> _Point localization data_:
--- START ---

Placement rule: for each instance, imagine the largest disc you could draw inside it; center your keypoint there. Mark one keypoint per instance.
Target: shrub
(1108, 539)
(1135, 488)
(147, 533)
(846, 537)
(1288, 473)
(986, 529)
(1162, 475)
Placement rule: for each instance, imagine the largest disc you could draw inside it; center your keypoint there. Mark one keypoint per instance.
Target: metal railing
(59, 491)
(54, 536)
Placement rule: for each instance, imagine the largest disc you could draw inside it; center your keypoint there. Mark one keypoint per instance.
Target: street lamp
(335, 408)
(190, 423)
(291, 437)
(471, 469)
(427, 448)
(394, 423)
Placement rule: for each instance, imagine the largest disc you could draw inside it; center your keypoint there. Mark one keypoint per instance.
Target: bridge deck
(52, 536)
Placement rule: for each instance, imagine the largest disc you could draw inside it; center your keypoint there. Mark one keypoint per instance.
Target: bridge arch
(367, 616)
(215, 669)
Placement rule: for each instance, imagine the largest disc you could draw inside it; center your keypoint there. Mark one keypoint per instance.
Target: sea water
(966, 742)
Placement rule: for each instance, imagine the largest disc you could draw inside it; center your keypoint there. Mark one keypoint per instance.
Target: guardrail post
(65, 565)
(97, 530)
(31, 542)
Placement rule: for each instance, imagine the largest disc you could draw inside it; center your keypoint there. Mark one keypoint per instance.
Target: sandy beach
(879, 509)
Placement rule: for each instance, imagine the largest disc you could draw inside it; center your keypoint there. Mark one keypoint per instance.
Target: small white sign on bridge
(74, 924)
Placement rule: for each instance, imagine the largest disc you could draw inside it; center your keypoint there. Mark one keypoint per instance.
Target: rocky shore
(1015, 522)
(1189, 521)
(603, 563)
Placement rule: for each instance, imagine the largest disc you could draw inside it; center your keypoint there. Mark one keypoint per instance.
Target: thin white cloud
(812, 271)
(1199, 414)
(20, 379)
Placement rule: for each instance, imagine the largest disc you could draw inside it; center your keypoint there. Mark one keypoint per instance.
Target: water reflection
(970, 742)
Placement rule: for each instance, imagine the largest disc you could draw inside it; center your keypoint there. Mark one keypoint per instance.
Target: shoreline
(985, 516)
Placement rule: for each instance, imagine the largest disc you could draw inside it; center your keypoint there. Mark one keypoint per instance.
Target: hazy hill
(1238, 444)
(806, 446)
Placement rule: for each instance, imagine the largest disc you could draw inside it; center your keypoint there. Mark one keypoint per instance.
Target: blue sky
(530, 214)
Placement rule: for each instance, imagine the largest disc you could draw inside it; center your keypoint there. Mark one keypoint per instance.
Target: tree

--- END ---

> _What this task involves_: Reproduce every entry above exactly as it was written.

> _Task solution_:
Placement rule: for each instance, imagine the largest disc you could draw inside it; center your keypoint there. Mark one keypoint per instance.
Target: shrub
(1108, 539)
(1135, 488)
(147, 533)
(846, 537)
(1288, 473)
(986, 529)
(1162, 475)
Placement rule: for each instance, imagine the largest disc you could draw inside it; center your keypoint there. Mark one keypoint per instance.
Target: metal railing
(59, 491)
(54, 536)
Placement rule: for each instance, imagine the largest disc you could draw inside it; center your keypoint there. Mark one keypoint per instance.
Target: street lamp
(335, 408)
(190, 423)
(291, 437)
(471, 469)
(427, 448)
(394, 423)
Placement rule: for each instance, imagine the largest disc you could draw inside it; center your keypoint there. Mark one keypoint per instance.
Target: bridge deck
(52, 536)
Placement rule: for each instance, imagine the largest disc you could draw inside it; center your keypoint there. Mark one keypoint per instance.
Target: bridge arch
(367, 616)
(215, 669)
Placement rule: for each instance, imagine the largest disc you could draw inside it; center your keypoint there. Mark one keypoint per instance.
Target: sea water
(966, 742)
Placement rule: for each instance, imagine the largest disc you could draw inside it; center your keypoint there. Mark one keypoint per instance.
Target: guardrail post
(65, 565)
(97, 530)
(31, 542)
Placement rule: for each instance, imagine the largest disc you could draw inside it; center your keypoint there. Mark one keypoint per instance.
Target: sandy beach
(879, 509)
Placement rule: for each instance, imagine the largest disc you could draw inside it; center your keypoint there. Mark one keypoint per instance.
Target: small white sign on bridge
(74, 924)
Placement rule: for each instance, imagine the largest disc you could draw inside it; center your keypoint there. Mark one keypoint per instance.
Target: rocky shore
(1015, 522)
(1189, 521)
(603, 563)
Placement rule: for each instance, imagine the largest disc you could draw inside it; center your keypoint there. Mark one keypoint per instance.
Target: thin white cloud
(812, 271)
(1199, 414)
(20, 379)
Placement rule: for each instance, imagine the largest disc you could draw inside it; center your keypoint there. Mark one keypoint per instance.
Target: water reflection
(970, 742)
Placement rule: for each instance, imagine the largest disc you could draw inside it; center your keypoint there. Mark one keypoint per instance.
Target: shoreline
(985, 516)
Placement rule: for each instance, imagine the largest disc you could draw inside it; center your keypoint there. Mark one keypoint per instance.
Target: hazy hill
(1238, 444)
(806, 446)
Placement rule: for each instance, imagine the largest disc you could draw inside it; center your keypoint there. Mark one keypoint per instance.
Target: blue sky
(530, 214)
Placement rule: for each instance, imagine the largest disc you could draw inside it; center your keypoint there. Mark one keypoint per instance.
Target: tree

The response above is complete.